▶ [Prompt a]:
According to the web scraping slides, which Python library is used to send requests to a Web API?

▶ [Excerpt]:
* BEGIN *

Week 12: Web scraping¶

POP77001 Computer Programming for Social Scientists¶

Tom Paskhalis¶

29 November 2021¶
Module website: bit.ly/POP77001¶

Overview¶

  • Online data sources
  • Data collection
  • Web technologies
  • HTML fundamentals
  • XPath

Online data sources¶

  • Data downloadable in tabular format (E.g. CSV/TSV, XLS, DTA, etc.)
  • Data available online as a table (E.g. webpages with rendered tables)
  • Unstructured data available online (E.g. simple webpages)
  • Interactive webpages with user-input (E.g. webpages with logins, dropdown menus)
  • Web APIs (special interfaces for querying, e.g. Twitter, Google)

Online data collection¶

  • Tabular format: download single or multiple files (automate with download.file() in R, wget in Python/Terminal)
  • Online tables and unstructured data: simple web scraping (HTML with XPath, rvest in R, beautifulsoup in Python)
  • Interactive webpages: web scraping with headless browser (Selenium, RSelenium in R, selenium in Python)
  • Web API: sending requests and processing responses (HTTP queries, httr in R, requests in Python)

Web tables¶

Source: Wikipedia

Unstructured data¶

Source: Eur-Lex

Interactive webpages¶

Source: Izbori.ba

Automated data collection¶

  • Manual scraping (copy-pasting) can be:
    • Extremely laborious and time-consuming
    • Very error-prone
    • Often impossible to reproduce exactly
  • Automated data collection
    • Easy to scale up (computer time is cheap)

* END *

▶ [Data extract]:
* BEGIN *

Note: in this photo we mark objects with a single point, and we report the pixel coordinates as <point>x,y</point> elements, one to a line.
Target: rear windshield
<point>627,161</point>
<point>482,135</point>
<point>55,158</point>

* END *

▶ [Prompt b]:
List every line of the rows above that contains the string "point", treating case as significant.

▶ [Final result a]:
requests

▶ [Final result b]:
Note: in this photo we mark objects with a single point, and we report the pixel coordinates as <point>x,y</point> elements, one to a line.
<point>627,161</point>
<point>482,135</point>
<point>55,158</point>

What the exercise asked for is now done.